Data shown

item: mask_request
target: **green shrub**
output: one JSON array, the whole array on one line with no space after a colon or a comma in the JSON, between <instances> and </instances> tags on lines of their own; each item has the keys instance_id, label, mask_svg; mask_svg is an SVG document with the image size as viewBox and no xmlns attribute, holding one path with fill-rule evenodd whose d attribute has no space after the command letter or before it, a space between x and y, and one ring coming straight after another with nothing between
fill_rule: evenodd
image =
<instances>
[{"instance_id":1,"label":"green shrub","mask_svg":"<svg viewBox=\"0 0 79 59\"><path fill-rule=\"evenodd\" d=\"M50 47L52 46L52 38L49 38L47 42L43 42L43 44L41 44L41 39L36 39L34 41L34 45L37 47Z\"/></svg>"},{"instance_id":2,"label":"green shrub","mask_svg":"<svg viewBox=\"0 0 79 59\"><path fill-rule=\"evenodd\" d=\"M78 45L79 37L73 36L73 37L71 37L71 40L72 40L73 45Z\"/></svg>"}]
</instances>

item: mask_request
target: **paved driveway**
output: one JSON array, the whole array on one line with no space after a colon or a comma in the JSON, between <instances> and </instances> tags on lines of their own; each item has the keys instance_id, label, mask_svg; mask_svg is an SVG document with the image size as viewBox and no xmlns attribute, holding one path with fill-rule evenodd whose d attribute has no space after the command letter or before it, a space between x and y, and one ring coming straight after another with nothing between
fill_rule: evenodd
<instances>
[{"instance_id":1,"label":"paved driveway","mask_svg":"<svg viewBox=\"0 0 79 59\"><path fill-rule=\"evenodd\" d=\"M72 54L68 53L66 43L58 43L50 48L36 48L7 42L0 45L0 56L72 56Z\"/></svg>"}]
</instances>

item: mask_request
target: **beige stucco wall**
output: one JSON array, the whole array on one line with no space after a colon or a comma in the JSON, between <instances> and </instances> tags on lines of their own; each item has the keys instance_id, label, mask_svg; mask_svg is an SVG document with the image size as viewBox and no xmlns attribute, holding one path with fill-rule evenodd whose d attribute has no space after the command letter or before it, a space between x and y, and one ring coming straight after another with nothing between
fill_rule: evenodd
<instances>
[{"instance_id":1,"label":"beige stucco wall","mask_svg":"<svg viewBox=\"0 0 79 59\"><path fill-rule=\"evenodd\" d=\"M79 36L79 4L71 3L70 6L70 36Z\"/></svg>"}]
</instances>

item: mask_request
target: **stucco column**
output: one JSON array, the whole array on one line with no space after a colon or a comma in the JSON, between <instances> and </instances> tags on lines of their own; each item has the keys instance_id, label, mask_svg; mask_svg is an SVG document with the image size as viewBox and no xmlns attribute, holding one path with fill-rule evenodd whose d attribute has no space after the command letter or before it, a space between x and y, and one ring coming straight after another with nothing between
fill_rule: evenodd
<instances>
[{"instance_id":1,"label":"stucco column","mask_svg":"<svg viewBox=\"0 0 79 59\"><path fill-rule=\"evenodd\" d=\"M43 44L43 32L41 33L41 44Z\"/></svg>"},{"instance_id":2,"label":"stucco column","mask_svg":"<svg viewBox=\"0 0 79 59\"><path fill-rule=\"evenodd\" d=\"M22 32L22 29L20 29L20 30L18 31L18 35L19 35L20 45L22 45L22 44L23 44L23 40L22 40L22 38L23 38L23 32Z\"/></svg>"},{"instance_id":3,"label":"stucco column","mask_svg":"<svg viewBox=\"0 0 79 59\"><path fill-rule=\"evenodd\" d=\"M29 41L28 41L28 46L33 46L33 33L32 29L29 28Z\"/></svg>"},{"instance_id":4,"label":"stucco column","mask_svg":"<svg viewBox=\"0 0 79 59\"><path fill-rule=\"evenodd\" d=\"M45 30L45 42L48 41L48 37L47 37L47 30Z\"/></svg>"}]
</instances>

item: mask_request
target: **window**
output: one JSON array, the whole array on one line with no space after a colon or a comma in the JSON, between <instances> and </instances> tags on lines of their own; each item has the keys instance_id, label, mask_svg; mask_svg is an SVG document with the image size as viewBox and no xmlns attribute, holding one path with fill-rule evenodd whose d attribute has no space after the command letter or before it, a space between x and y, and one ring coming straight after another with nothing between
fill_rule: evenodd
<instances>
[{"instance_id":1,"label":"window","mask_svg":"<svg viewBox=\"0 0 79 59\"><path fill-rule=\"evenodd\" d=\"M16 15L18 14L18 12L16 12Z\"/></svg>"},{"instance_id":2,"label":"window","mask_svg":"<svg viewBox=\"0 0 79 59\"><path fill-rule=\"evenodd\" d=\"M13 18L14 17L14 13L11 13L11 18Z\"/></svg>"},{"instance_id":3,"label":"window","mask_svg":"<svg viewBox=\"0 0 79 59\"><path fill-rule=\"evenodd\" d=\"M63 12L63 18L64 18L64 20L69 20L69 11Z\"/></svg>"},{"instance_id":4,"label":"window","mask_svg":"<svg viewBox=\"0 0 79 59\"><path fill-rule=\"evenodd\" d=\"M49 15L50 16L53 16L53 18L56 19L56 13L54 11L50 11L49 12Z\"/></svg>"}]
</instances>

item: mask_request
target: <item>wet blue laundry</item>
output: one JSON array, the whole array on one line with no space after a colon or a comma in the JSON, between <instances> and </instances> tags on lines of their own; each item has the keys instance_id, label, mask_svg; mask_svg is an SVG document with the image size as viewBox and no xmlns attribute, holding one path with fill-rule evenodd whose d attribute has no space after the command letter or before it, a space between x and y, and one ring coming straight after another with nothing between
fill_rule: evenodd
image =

Job
Reproduce every record, matching each line exactly.

Output of the exercise
item: mask_request
target: **green shrub**
output: one JSON array, the whole array on one line with no space after a colon or a comma in the JSON, between <instances> and </instances> tags on lines of their own; each item has the keys instance_id, label, mask_svg; mask_svg is an SVG document with the image size as viewBox and no xmlns attribute, holding one path with fill-rule evenodd whose d attribute has no space after the command letter or before it, a space between x and y, and one ring coming straight after another with nothing between
fill_rule: evenodd
image =
<instances>
[{"instance_id":1,"label":"green shrub","mask_svg":"<svg viewBox=\"0 0 79 59\"><path fill-rule=\"evenodd\" d=\"M50 47L52 46L52 38L49 38L47 42L43 42L43 44L41 44L41 39L36 39L34 41L34 45L37 47Z\"/></svg>"},{"instance_id":2,"label":"green shrub","mask_svg":"<svg viewBox=\"0 0 79 59\"><path fill-rule=\"evenodd\" d=\"M78 45L79 37L73 36L73 37L71 37L71 40L72 40L73 45Z\"/></svg>"}]
</instances>

item: mask_request
target: **paved driveway**
output: one JSON array, the whole array on one line with no space after a colon or a comma in the JSON, between <instances> and </instances> tags on lines of their own; each item has the keys instance_id, label, mask_svg; mask_svg is an SVG document with the image size as viewBox and no xmlns attribute, holding one path with fill-rule evenodd whose d attribute has no space after the command letter or before it, a space between x and y, and one ring coming straight after another with nothing between
fill_rule: evenodd
<instances>
[{"instance_id":1,"label":"paved driveway","mask_svg":"<svg viewBox=\"0 0 79 59\"><path fill-rule=\"evenodd\" d=\"M72 54L68 53L66 43L58 43L50 48L36 48L7 42L0 45L0 56L72 56Z\"/></svg>"}]
</instances>

item: mask_request
target: **beige stucco wall**
output: one JSON array, the whole array on one line with no space after a colon or a comma in the JSON, between <instances> and </instances> tags on lines of their own; each item has the keys instance_id, label, mask_svg; mask_svg is an SVG document with the image size as viewBox and no xmlns attribute, holding one path with fill-rule evenodd whose d attribute has no space after the command letter or before it, a space between x and y, and one ring coming straight after another with nothing between
fill_rule: evenodd
<instances>
[{"instance_id":1,"label":"beige stucco wall","mask_svg":"<svg viewBox=\"0 0 79 59\"><path fill-rule=\"evenodd\" d=\"M79 36L79 4L71 3L70 6L70 36Z\"/></svg>"}]
</instances>

item: mask_request
target: **stucco column**
output: one JSON array, the whole array on one line with no space after a colon or a comma in the JSON, between <instances> and </instances> tags on lines of their own; each item has the keys instance_id, label, mask_svg; mask_svg is an SVG document with the image size as viewBox and no xmlns attribute, holding one path with fill-rule evenodd whose d attribute has no space after the command letter or before it, a space between x and y, and one ring coming straight after another with nothing between
fill_rule: evenodd
<instances>
[{"instance_id":1,"label":"stucco column","mask_svg":"<svg viewBox=\"0 0 79 59\"><path fill-rule=\"evenodd\" d=\"M43 44L43 32L41 33L41 44Z\"/></svg>"},{"instance_id":2,"label":"stucco column","mask_svg":"<svg viewBox=\"0 0 79 59\"><path fill-rule=\"evenodd\" d=\"M22 32L22 29L20 29L20 30L18 31L18 35L19 35L20 45L22 45L22 44L23 44L23 40L22 40L22 38L23 38L23 32Z\"/></svg>"},{"instance_id":3,"label":"stucco column","mask_svg":"<svg viewBox=\"0 0 79 59\"><path fill-rule=\"evenodd\" d=\"M29 41L28 41L28 46L33 46L33 33L32 29L29 28Z\"/></svg>"},{"instance_id":4,"label":"stucco column","mask_svg":"<svg viewBox=\"0 0 79 59\"><path fill-rule=\"evenodd\" d=\"M45 30L45 42L48 41L48 37L47 37L47 30Z\"/></svg>"}]
</instances>

item: mask_request
target: **window**
output: one JSON array, the whole array on one line with no space after a colon or a comma in the JSON, between <instances> and </instances> tags on lines of their own; each item has the keys instance_id, label, mask_svg; mask_svg is an SVG document with the image size as viewBox and no xmlns attribute, holding one path with fill-rule evenodd whose d attribute has no space after the command letter or before it, a space between x and y, and one ring coming straight after another with nothing between
fill_rule: evenodd
<instances>
[{"instance_id":1,"label":"window","mask_svg":"<svg viewBox=\"0 0 79 59\"><path fill-rule=\"evenodd\" d=\"M16 15L18 14L18 12L16 12Z\"/></svg>"},{"instance_id":2,"label":"window","mask_svg":"<svg viewBox=\"0 0 79 59\"><path fill-rule=\"evenodd\" d=\"M13 18L14 17L14 13L11 13L11 18Z\"/></svg>"},{"instance_id":3,"label":"window","mask_svg":"<svg viewBox=\"0 0 79 59\"><path fill-rule=\"evenodd\" d=\"M63 12L63 18L64 18L64 20L69 20L69 11Z\"/></svg>"},{"instance_id":4,"label":"window","mask_svg":"<svg viewBox=\"0 0 79 59\"><path fill-rule=\"evenodd\" d=\"M49 15L50 16L53 16L53 18L56 19L56 13L54 11L50 11L49 12Z\"/></svg>"}]
</instances>

item: mask_request
target: <item>wet blue laundry</item>
output: one JSON array, the whole array on one line with no space after a colon or a comma in the JSON, between <instances> and </instances> tags on lines of their own; each item has the keys instance_id, label, mask_svg; mask_svg is an SVG document with the image size as viewBox and no xmlns attribute, holding one path with fill-rule evenodd whose d attribute has no space after the command letter or before it, a space between x and y, and one ring coming straight after another with nothing between
fill_rule: evenodd
image =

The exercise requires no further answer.